EXERCISE DATA -
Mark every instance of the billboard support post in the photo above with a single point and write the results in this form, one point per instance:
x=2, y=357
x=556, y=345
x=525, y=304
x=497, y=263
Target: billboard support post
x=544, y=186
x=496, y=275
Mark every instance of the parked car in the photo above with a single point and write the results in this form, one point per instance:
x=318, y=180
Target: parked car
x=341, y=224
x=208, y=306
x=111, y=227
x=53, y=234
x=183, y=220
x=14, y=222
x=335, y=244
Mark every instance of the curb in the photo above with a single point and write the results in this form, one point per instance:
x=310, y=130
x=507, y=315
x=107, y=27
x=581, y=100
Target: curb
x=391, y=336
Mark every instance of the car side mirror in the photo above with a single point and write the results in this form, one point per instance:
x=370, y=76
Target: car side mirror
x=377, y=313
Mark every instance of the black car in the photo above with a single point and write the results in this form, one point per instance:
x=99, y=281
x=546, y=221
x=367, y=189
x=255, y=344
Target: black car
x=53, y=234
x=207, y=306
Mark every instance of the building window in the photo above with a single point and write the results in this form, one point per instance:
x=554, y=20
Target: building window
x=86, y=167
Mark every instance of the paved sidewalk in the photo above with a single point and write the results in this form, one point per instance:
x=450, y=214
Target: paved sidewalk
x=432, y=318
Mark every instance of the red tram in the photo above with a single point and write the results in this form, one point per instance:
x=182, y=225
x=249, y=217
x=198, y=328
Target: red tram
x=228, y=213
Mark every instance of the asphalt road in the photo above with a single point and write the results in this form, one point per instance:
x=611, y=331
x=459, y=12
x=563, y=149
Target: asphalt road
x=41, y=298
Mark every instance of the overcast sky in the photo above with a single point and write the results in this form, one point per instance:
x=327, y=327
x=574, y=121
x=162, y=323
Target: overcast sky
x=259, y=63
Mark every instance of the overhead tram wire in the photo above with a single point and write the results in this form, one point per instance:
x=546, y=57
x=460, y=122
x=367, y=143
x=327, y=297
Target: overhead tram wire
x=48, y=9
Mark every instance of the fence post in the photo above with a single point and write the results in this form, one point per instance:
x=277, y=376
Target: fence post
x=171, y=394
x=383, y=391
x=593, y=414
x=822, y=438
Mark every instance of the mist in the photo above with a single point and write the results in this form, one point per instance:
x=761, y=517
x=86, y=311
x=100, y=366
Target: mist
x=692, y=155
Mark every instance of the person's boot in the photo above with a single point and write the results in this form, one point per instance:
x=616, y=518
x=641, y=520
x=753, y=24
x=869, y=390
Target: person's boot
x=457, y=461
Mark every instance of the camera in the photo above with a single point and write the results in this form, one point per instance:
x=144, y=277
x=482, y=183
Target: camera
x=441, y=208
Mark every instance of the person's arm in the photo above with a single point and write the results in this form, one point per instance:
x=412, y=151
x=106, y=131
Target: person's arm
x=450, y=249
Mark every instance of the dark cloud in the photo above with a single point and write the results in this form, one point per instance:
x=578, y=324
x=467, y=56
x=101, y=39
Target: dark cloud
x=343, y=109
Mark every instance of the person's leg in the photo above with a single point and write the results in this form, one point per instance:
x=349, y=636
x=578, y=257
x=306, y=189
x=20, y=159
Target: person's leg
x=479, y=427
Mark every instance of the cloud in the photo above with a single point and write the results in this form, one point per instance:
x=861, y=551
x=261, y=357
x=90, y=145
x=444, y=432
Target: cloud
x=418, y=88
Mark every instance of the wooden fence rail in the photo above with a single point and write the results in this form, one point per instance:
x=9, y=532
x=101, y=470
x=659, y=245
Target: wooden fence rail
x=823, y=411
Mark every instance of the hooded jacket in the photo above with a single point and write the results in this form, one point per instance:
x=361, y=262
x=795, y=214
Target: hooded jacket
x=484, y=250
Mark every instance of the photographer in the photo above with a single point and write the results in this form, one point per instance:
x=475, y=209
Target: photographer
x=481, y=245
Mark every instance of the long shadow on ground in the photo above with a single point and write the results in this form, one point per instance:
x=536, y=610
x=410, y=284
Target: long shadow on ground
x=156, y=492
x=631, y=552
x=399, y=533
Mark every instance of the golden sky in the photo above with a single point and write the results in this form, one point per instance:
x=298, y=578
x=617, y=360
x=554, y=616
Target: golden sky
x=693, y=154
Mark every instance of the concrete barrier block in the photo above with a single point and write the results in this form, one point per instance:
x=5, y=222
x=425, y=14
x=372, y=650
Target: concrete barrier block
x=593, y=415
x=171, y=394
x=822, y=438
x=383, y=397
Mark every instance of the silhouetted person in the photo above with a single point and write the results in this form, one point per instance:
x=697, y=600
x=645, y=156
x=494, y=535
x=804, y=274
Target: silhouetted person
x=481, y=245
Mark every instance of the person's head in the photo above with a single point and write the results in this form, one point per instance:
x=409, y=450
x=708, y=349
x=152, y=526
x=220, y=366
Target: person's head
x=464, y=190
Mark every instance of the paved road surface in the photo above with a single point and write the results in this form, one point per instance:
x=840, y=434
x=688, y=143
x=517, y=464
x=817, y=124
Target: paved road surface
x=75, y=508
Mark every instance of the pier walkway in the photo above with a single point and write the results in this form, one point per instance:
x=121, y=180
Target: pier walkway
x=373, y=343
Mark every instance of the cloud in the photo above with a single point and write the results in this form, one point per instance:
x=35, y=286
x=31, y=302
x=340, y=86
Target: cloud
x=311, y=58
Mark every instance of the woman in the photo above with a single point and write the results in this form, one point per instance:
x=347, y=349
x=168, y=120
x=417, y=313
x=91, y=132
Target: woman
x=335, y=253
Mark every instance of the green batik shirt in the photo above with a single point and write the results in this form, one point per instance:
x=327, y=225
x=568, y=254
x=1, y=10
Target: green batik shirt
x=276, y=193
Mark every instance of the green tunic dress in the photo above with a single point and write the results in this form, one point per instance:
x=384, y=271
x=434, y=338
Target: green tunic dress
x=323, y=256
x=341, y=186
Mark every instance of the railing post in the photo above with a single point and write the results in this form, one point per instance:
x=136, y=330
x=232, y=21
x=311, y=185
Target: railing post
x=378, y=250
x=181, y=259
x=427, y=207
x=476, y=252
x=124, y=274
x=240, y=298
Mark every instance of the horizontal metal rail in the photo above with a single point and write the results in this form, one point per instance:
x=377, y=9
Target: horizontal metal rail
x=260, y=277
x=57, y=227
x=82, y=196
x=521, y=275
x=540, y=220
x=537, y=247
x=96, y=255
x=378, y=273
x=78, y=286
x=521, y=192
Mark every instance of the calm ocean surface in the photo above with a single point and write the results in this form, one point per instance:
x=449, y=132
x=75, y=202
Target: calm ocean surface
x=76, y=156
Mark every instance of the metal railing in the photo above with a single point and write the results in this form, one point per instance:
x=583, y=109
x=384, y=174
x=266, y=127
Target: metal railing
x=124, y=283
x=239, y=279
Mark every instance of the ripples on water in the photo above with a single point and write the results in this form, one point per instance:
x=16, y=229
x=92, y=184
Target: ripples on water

WRITTEN EXERCISE - Could you edit the listing above so that every "single point" becomes "dot", with everything else left unchanged?

REPLY TO THE TASK -
Mark every instance of the billboard support post in the photo above with a dot and write the results in this form, one point per instance:
x=2, y=357
x=556, y=345
x=525, y=304
x=497, y=263
Target: billboard support post
x=544, y=186
x=496, y=275
Mark every instance of the parked car in the photo above with a dot and write the results in this form, one point per instance:
x=318, y=180
Target: parked car
x=341, y=224
x=208, y=306
x=111, y=227
x=53, y=234
x=183, y=220
x=14, y=222
x=335, y=244
Mark every instance of the curb in the photo above with a dot and write the results in this form, one point per instance:
x=310, y=130
x=507, y=315
x=107, y=27
x=581, y=100
Target: curb
x=391, y=336
Mark every instance of the car side mirror in the photo above with a dot and write the results in this form, one point per instance:
x=370, y=76
Target: car side mirror
x=377, y=313
Mark every instance of the black car in the photo above with a dot and write the results in this form, one point per instance:
x=99, y=281
x=546, y=221
x=367, y=189
x=255, y=344
Target: black car
x=53, y=234
x=207, y=306
Mark every instance of the building window in the photo above with a dot and write the results in this form, one point per instance:
x=554, y=20
Target: building window
x=86, y=167
Mark every instance of the paved sidewalk in the photo above with a dot and write the results in this form, one point per instance:
x=450, y=214
Target: paved sidewalk
x=432, y=318
Mark every instance of the red tram in the photo above with a dot and write the results in this form, one point per instance:
x=182, y=225
x=249, y=217
x=198, y=328
Target: red tram
x=228, y=213
Mark every instance of the asphalt road in the photo above with a dot and write the results in this form, one point per instance:
x=611, y=331
x=459, y=12
x=563, y=149
Target: asphalt road
x=41, y=298
Mark every instance of the overcast sky in the photo above with a dot and write the results in this form, one point per instance:
x=327, y=327
x=574, y=121
x=162, y=323
Target: overcast sky
x=259, y=63
Mark every instance of the overhead tram wire in the photo above with a dot and write the results in this form, one point per instance:
x=546, y=57
x=460, y=122
x=367, y=143
x=327, y=297
Target: overhead tram wire
x=48, y=9
Mark every instance of the fence post in the photo above with a dot and write the results in this form, one point per instance:
x=277, y=376
Target: fence post
x=171, y=394
x=383, y=391
x=593, y=414
x=822, y=438
Mark every instance of the mist in the photo above with a dot and write the results in this form, one point per instance:
x=761, y=517
x=86, y=311
x=100, y=366
Target: mist
x=692, y=155
Mark every instance of the person's boot in the photo above with a dot and write the results in this form, one point per instance:
x=616, y=518
x=641, y=520
x=753, y=24
x=869, y=390
Target: person's boot
x=457, y=461
Mark every instance of the camera in the photo above with a dot and write the results in this form, one point per instance:
x=144, y=277
x=482, y=183
Target: camera
x=441, y=208
Mark every instance of the person's arm in the photo above with a dot and write the results in this form, one point per instance:
x=412, y=151
x=106, y=131
Target: person's arm
x=450, y=249
Mark every instance of the dark cloud in the photo above with a dot and write the results in this form, one point per instance:
x=578, y=324
x=467, y=56
x=101, y=39
Target: dark cloud
x=343, y=109
Mark every instance of the person's leg in the photo above with a dot and write the results in this form, one point per instance:
x=349, y=636
x=578, y=257
x=306, y=189
x=20, y=159
Target: person's leg
x=479, y=427
Mark every instance of the cloud in the photo above with a dot and write the results in this form, one point per instance:
x=861, y=551
x=261, y=357
x=90, y=145
x=444, y=432
Target: cloud
x=418, y=88
Mark every instance of the wooden fence rail in the photo above with a dot and write the results in this form, one point per instance:
x=9, y=532
x=101, y=470
x=659, y=245
Target: wooden fence rail
x=823, y=411
Mark every instance of the hooded jacket in the photo above with a dot and write the results in this form, one point per instance:
x=361, y=262
x=795, y=214
Target: hooded jacket
x=484, y=250
Mark every instance of the photographer in the photo above with a dot and write the results in this form, one point per instance:
x=475, y=209
Target: photographer
x=481, y=245
Mark every instance of the long shadow on ground in the photo above with a dot and write the results in this form, one point per instance:
x=536, y=610
x=410, y=284
Target: long shadow on ground
x=156, y=492
x=631, y=552
x=399, y=533
Mark every instance of the golden sky in the photo above with a dot and write the results in this form, one point per instance:
x=298, y=578
x=617, y=360
x=554, y=616
Target: golden sky
x=693, y=154
Mark every instance of the concrete barrier block in the photo above with a dot and write the results in this form, one point per instance:
x=5, y=222
x=425, y=14
x=372, y=650
Target: concrete barrier block
x=593, y=415
x=171, y=394
x=822, y=438
x=383, y=397
Mark every instance of the silhouetted person in the photo above with a dot and write the results in this form, one point per instance:
x=697, y=600
x=645, y=156
x=494, y=535
x=804, y=274
Target: silhouetted person
x=481, y=245
Mark every instance of the person's head in the photo above with a dot and write the results in this form, one point per instance:
x=409, y=450
x=708, y=349
x=152, y=526
x=220, y=366
Target: person's head
x=464, y=190
Mark every instance of the paved road surface in the photo above with a dot and write the results in this form, one point per instance:
x=840, y=434
x=688, y=143
x=517, y=464
x=817, y=124
Target: paved road surface
x=75, y=508
Mark every instance of the pier walkway in the photo above with a dot and write the results in this form, one point per instance:
x=121, y=180
Target: pier walkway
x=373, y=343
Mark every instance of the cloud in the photo above with a dot and write the results in this form, one point per instance:
x=35, y=286
x=31, y=302
x=340, y=86
Target: cloud
x=311, y=58
Mark every instance of the woman in the photo above with a dot and write the results in this form, one point per instance:
x=347, y=349
x=168, y=120
x=417, y=313
x=91, y=132
Target: woman
x=335, y=253
Mark every instance of the green batik shirt in the photo above with a dot and write the results in this form, one point per instance:
x=327, y=225
x=568, y=254
x=1, y=10
Target: green batik shirt
x=276, y=193
Mark every instance of the green tunic dress in the photo above with a dot and write the results in this form, one point per instance:
x=384, y=271
x=434, y=338
Target: green tunic dress
x=323, y=256
x=341, y=186
Mark every instance of the railing post in the photo above with a dot and write the results in this form, one point per instance:
x=136, y=330
x=232, y=21
x=311, y=185
Target: railing post
x=378, y=250
x=181, y=259
x=427, y=207
x=476, y=252
x=124, y=274
x=240, y=298
Mark every instance of the horizontal metal rail in the photo above with a dot and write the results in this form, one point per instance:
x=377, y=9
Target: horizontal metal rail
x=260, y=277
x=57, y=227
x=82, y=196
x=521, y=275
x=540, y=220
x=537, y=247
x=96, y=255
x=378, y=273
x=78, y=286
x=521, y=192
Mark every instance of the calm ocean surface in the photo above with a dot and write the results in this form, one point per instance:
x=449, y=132
x=75, y=202
Target: calm ocean surface
x=76, y=156
Mark every instance of the metal railing in the photo above with a dot and write the results in this form, one point per instance:
x=583, y=109
x=384, y=174
x=266, y=127
Target: metal railing
x=124, y=283
x=239, y=279
Mark every instance of the ripples on water in the photo above with a dot and write the results in this form, one point per instance:
x=16, y=229
x=92, y=184
Target: ripples on water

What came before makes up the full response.